[Требования к заданию]:
**1.** Процитируйте фрагмент интервью от слов «- Очень смешно, но» до слов «клавишника. — Примеч. ред.» включительно.
**2.** Укажите, в каком городе шло выступление, когда героя интервью известили о смерти Грэма Парсонса.

[Приведённый текст]:
________________________________________

Стю был как отец. Он всех нас объединял. У него было большое сердце. Когда другие люди становились жадными и завистливыми, он мог быть выше этого. Он многому научил меня, например тому, как набрать воздуха в легкие, прежде чем взяться за какое-либо дело. Заметьте, это не всегда срабатывало. Но я уловил суть.
Грэм Парсонс – я рассчитывал, что мы долгие годы будем работать вместе, потому что все выглядело многообещающе. Я не думал, что он ходит по краю пропасти. Я пошел в сортир, когда мы выступали в Инсбруке, Австрия. Отливаю, и тут входит Бобби Кис. Он говорит: "У меня для тебя плохая новость: Парсонс умер». Мы собирались провести ту ночь в Инсбруке. Я сказал — к черту. Взял напрокат машину, и мы с Бобби поехали в Мюнхен и стали ходить по клубам — пытались забыть об этом на день или два.

- Вы думаете о собственной смерти?
- Пусть другие об этом думают. Некоторые этим годами занимаются. Вероятно, они — эксперты. Э, я был там: белый сеет в конце туннеля и все такое — три или четыре раза. Но когда смерть отступает и ты возвращаешься — вот это шок!

- Бытует шутка, что, несмотря на все запои и наркотики, которые вы употребляли, вы переживете тараканов и ядерный холокост. Вы всех переживете...
- Очень смешно, но я эту долю давно выбрал. Потому что меня не раз хоронили, а я продолжал жить. Поэтому я держу нос по ветру. Поверьте, я еще напишу эпитафии для всех вас. Но я этим не бравирую, Никогда не пытался пережить других, просто чтобы потом в газетах написали, что я самый крепкий. Просто я такой. Единственное, что могу посоветовать, — познай самого себя.

- Спустя сорок лет каждый вечер по два с половиной часа выступать на сцене - вот что значит смеяться последним...
- Возможно, в этом секрет. Хотите прожить долгую жизнь — вступайте в ряды The Rolling Stones.

Интервьюер Дэвид Фрике

1 Иэн Эндрю Роберт Стюарт (1938—1985) — шотландский клавишник, один из основателей The Rolling Stones. Покинув основной состав в мае 1963 года, он, тем не менее, сотрудничал с группой в качестве гастрольного менеджера и клавишника. — Примеч. ред.

________________________________________

[Исходные данные]:
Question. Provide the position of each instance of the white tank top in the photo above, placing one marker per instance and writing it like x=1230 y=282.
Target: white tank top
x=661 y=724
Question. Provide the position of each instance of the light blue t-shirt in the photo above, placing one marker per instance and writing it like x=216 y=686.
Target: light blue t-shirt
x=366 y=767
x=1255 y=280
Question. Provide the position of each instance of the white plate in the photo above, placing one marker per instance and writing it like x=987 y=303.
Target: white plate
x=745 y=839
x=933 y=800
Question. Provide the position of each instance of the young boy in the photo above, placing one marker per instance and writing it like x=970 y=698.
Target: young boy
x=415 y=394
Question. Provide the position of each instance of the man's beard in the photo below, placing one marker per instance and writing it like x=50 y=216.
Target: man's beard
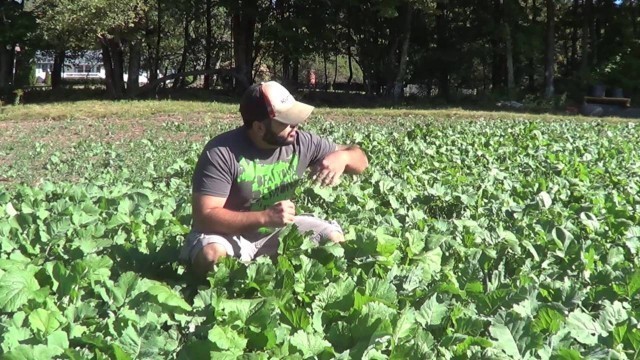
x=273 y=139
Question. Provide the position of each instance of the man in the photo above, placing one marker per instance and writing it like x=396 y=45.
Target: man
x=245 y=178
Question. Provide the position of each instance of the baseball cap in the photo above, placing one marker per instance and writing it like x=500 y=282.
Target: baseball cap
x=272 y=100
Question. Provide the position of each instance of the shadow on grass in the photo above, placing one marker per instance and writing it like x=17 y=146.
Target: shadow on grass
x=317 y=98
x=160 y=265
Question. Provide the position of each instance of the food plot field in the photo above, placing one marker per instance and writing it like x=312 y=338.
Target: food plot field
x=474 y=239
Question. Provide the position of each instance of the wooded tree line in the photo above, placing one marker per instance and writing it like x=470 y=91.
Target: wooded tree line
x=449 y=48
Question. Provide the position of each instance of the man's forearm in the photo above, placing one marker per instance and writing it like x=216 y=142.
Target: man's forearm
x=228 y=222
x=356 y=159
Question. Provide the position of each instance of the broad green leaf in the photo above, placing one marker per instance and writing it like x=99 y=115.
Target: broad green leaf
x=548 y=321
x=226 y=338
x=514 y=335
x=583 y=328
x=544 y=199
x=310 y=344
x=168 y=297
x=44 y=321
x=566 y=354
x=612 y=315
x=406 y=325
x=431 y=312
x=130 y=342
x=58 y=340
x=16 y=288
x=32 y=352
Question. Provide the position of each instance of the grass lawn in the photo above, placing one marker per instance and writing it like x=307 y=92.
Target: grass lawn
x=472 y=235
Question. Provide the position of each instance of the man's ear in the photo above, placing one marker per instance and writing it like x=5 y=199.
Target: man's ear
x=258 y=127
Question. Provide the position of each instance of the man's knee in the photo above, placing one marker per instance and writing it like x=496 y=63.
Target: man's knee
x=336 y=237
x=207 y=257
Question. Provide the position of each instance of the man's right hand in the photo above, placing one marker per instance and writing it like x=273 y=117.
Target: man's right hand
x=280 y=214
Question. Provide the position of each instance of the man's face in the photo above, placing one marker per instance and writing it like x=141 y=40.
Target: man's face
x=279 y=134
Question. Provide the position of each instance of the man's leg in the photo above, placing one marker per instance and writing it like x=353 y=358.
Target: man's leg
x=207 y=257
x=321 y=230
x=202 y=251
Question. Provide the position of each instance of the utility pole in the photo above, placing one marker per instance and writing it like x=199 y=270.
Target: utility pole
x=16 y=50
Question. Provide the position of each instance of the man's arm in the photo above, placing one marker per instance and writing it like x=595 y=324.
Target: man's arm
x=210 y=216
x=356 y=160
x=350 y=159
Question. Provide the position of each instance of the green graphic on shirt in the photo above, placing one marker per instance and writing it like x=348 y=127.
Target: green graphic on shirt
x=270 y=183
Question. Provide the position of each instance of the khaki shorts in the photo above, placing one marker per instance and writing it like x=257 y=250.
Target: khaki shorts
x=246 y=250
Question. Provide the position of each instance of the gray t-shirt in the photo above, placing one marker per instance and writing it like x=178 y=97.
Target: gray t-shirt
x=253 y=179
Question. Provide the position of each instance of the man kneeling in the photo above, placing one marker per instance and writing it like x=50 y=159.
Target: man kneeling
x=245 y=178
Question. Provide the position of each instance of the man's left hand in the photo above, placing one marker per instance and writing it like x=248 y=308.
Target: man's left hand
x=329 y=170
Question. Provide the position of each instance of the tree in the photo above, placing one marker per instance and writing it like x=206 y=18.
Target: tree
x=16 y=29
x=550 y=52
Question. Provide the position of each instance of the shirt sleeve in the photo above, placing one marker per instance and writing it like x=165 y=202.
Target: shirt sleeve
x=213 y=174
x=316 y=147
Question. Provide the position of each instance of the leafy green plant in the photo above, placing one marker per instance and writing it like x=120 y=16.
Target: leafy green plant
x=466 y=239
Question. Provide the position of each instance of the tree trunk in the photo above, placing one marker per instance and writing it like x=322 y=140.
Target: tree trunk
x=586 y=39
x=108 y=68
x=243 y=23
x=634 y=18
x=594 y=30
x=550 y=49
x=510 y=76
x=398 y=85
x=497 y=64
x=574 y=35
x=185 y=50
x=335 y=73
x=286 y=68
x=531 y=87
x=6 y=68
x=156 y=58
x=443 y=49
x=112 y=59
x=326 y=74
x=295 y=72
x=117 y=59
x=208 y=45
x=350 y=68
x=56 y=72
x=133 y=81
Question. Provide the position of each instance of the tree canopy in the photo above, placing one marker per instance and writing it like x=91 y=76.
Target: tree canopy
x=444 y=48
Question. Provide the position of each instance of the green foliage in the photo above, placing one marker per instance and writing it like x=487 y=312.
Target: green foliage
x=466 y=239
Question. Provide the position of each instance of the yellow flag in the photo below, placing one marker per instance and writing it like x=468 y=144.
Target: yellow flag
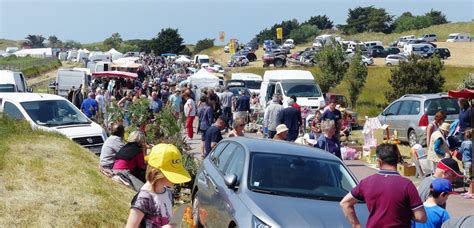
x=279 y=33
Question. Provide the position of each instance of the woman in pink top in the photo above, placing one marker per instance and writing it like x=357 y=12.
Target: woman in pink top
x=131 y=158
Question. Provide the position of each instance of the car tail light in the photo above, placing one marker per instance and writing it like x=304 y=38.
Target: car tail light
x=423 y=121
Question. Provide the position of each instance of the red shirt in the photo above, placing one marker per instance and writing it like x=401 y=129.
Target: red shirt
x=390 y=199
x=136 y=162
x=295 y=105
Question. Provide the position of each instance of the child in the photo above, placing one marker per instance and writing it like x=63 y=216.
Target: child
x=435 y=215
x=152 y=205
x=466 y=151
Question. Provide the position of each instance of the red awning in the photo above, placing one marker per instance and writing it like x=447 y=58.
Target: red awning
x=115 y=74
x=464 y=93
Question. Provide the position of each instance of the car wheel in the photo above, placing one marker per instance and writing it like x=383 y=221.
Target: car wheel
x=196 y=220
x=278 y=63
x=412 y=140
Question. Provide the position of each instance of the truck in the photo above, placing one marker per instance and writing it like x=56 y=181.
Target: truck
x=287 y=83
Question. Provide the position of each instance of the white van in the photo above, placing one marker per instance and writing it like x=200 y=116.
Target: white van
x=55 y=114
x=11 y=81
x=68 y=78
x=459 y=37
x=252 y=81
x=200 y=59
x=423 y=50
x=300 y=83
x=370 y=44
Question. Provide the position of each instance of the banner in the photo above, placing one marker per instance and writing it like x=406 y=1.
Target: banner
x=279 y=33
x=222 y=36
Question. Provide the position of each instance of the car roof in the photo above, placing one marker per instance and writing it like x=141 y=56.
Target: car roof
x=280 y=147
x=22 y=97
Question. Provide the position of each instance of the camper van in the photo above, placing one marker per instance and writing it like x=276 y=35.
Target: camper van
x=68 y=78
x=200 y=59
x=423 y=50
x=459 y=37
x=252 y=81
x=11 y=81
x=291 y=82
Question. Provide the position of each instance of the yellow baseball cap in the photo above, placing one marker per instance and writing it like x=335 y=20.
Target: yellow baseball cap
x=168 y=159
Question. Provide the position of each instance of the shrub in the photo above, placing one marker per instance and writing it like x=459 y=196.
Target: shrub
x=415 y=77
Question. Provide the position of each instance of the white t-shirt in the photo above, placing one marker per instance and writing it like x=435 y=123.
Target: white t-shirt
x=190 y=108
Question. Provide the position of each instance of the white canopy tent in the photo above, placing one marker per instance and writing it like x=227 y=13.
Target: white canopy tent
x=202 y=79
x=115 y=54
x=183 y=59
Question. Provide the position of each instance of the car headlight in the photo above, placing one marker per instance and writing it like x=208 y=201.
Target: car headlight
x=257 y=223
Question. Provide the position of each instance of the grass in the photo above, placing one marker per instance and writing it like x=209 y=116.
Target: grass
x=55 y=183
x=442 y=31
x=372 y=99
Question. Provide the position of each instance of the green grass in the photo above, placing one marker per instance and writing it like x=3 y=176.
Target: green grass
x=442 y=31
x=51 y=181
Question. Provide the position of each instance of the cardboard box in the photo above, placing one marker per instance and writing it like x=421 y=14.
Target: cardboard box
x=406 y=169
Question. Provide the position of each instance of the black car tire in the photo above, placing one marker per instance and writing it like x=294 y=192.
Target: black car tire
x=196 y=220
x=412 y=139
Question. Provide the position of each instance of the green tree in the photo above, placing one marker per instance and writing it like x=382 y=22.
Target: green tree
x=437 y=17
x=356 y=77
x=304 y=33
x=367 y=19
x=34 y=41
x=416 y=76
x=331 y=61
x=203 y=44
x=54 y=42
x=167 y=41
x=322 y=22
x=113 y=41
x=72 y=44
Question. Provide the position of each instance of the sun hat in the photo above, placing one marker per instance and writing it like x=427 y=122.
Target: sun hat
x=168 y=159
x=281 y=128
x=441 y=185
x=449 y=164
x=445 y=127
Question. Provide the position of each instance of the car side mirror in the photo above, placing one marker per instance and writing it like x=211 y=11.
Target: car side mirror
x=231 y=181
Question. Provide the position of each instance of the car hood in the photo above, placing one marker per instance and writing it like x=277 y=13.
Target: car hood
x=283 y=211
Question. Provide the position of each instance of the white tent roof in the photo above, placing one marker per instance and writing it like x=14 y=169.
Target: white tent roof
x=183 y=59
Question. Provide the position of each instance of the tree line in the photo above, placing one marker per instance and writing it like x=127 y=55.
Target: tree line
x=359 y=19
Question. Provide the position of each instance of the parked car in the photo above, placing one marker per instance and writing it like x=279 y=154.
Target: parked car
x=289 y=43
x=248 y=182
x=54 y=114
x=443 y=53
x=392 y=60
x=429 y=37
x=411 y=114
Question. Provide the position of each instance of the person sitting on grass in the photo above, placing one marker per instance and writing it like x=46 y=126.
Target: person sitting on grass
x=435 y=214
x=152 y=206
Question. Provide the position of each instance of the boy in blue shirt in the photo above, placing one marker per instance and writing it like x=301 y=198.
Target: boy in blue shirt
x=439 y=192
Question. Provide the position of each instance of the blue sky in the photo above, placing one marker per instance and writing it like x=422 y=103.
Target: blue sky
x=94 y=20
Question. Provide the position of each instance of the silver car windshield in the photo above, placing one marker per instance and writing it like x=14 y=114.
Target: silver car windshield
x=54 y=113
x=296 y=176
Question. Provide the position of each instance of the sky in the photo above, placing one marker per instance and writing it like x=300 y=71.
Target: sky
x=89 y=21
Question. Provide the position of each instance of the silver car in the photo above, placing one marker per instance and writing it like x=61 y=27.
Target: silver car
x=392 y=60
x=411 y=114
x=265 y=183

________________________________________

[Результаты]:
**1.**
- Очень смешно, но я эту долю давно выбрал. Потому что меня не раз хоронили, а я продолжал жить. Поэтому я держу нос по ветру. Поверьте, я еще напишу эпитафии для всех вас. Но я этим не бравирую, Никогда не пытался пережить других, просто чтобы потом в газетах написали, что я самый крепкий. Просто я такой. Единственное, что могу посоветовать, — познай самого себя.

- Спустя сорок лет каждый вечер по два с половиной часа выступать на сцене - вот что значит смеяться последним...
- Возможно, в этом секрет. Хотите прожить долгую жизнь — вступайте в ряды The Rolling Stones.

Интервьюер Дэвид Фрике

1 Иэн Эндрю Роберт Стюарт (1938—1985) — шотландский клавишник, один из основателей The Rolling Stones. Покинув основной состав в мае 1963 года, он, тем не менее, сотрудничал с группой в качестве гастрольного менеджера и клавишника. — Примеч. ред.

**2.** В Инсбруке, Австрия.